*Job*. Write out each entry again. Keep every word exactly as it is.

*Data excerpts*.

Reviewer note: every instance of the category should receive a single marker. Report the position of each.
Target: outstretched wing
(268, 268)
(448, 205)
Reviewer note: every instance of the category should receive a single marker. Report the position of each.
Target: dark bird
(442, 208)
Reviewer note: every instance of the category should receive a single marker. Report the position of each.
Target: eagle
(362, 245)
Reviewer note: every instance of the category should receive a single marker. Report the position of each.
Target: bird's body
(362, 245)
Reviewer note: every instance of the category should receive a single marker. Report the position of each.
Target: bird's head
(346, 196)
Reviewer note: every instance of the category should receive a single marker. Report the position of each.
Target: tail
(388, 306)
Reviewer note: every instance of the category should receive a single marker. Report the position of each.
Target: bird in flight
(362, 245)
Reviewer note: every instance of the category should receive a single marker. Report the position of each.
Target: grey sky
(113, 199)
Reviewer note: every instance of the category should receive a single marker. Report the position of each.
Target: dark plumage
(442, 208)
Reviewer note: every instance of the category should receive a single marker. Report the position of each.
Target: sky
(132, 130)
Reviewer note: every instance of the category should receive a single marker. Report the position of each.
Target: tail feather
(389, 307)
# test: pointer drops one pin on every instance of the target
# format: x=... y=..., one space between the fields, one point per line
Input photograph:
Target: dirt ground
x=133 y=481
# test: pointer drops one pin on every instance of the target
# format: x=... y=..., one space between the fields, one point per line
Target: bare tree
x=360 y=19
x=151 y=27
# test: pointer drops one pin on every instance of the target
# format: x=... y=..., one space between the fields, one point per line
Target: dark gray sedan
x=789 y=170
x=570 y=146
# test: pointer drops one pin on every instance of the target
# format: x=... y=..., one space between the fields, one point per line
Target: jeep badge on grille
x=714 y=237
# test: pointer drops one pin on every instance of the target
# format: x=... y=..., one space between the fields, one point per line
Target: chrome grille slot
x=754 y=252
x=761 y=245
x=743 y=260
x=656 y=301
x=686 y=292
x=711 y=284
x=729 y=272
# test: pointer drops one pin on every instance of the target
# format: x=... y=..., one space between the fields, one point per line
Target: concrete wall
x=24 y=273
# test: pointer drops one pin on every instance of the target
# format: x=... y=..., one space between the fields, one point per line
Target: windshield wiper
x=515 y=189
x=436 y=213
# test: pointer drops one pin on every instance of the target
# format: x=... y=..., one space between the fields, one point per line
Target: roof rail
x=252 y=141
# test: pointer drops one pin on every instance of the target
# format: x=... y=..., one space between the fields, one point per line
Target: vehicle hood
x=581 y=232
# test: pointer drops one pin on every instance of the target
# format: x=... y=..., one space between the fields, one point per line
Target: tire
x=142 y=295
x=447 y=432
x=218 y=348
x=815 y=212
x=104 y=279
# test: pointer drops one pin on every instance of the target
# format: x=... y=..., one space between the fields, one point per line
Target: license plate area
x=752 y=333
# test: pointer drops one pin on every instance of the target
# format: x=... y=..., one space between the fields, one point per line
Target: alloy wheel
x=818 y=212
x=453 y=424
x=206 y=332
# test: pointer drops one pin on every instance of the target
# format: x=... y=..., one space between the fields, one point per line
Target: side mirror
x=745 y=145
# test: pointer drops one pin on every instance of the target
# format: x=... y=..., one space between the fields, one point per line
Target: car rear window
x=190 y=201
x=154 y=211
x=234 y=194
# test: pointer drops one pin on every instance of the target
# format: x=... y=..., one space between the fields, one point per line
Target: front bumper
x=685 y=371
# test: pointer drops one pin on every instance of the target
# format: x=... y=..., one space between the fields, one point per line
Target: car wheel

*Output below*.
Reviewer note: every instance of the category should receive a single marker. Report the position of each.
Target: outstretched wing
(268, 268)
(448, 205)
Reviewer note: every instance of the category should receive a single marker. Report the position of each.
Target: dark bird
(442, 208)
Reviewer note: every instance of the category should receive a single marker. Report the position of each.
Target: eagle
(362, 245)
Reviewer note: every instance of the category should receive a single marker. Report the position of each.
Target: bird's body
(362, 245)
Reviewer note: every instance of the category should receive a single marker. Report the position of each.
Target: bird's head
(346, 196)
Reviewer note: every instance of the category should receive a single marker. Report the position of each.
Target: tail
(388, 306)
Reviewer note: every instance of the category should receive a single marker. Report the position of each.
Target: bird in flight
(362, 245)
Reviewer note: every instance of the category should receive a single marker. Report the position of each.
Target: grey sky
(113, 199)
Reviewer note: every instance of the category should receive a single marker. Report the position of each.
Target: dark plumage
(442, 208)
Reviewer note: every instance of the category should receive a single marker. Report the position of each.
Target: sky
(132, 130)
Reviewer note: every instance of the category should receive a single marker. Report the position of each.
Target: tail feather
(389, 307)
# test: pointer drops one pin on every instance of the target
# format: x=... y=..., one space between the fields, one point per line
Input photograph:
Target: dirt ground
x=133 y=481
# test: pointer drops one pin on every instance of the target
# format: x=... y=..., one space between the fields, one point per line
Target: bare tree
x=360 y=19
x=151 y=27
# test: pointer drops one pin on every instance of the target
# format: x=... y=..., one space between the fields, one point per line
Target: dark gray sedan
x=789 y=170
x=570 y=146
# test: pointer drops one pin on every instance of the target
# format: x=... y=..., one space between the fields, one point per line
Target: jeep badge on grille
x=714 y=237
# test: pointer drops one pin on every instance of the target
# format: x=... y=..., one space between the fields, one point per line
Target: chrome grille slot
x=754 y=252
x=761 y=245
x=743 y=260
x=656 y=301
x=686 y=292
x=711 y=284
x=729 y=272
# test: pointer drops one pin on every instance of the target
# format: x=... y=..., one space between the fields, one point per line
Target: concrete wall
x=24 y=273
# test: pointer drops one pin on every instance of the target
# format: x=... y=..., one space between the fields, one point per line
Target: windshield wiper
x=515 y=189
x=436 y=213
# test: pointer drops one pin on every instance of the target
# format: x=... y=..., one space between the fields, one point per line
Target: roof rail
x=252 y=141
# test: pointer drops one pin on every instance of the target
# format: x=... y=..., one space between the fields, one point per line
Target: vehicle hood
x=581 y=232
# test: pointer drops one pin on every instance of the target
# format: x=... y=..., one space between the fields, one point per line
Target: tire
x=142 y=295
x=447 y=432
x=218 y=348
x=815 y=212
x=104 y=279
# test: pointer drops one pin on every instance of the target
# format: x=... y=..., one space between the fields, one point per line
Target: license plate area
x=752 y=333
# test: pointer drops one pin on every instance of the target
# format: x=... y=..., one space between the fields, one point per line
Target: alloy wheel
x=818 y=212
x=453 y=424
x=206 y=332
# test: pointer drops one pin on every instance of the target
# format: x=... y=..., one space between the fields, one point per line
Target: side mirror
x=745 y=145
# test: pointer drops one pin on every instance of the target
# format: x=... y=..., one space between the fields, one point per line
Target: car rear window
x=190 y=201
x=154 y=211
x=234 y=194
# test: pointer drops one pin on every instance of the target
# format: x=... y=..., one space between the fields, one point per line
Target: front bumper
x=685 y=371
# test: pointer drops one pin on every instance of the target
# format: x=... y=..., one space between the fields, one point per line
Target: car wheel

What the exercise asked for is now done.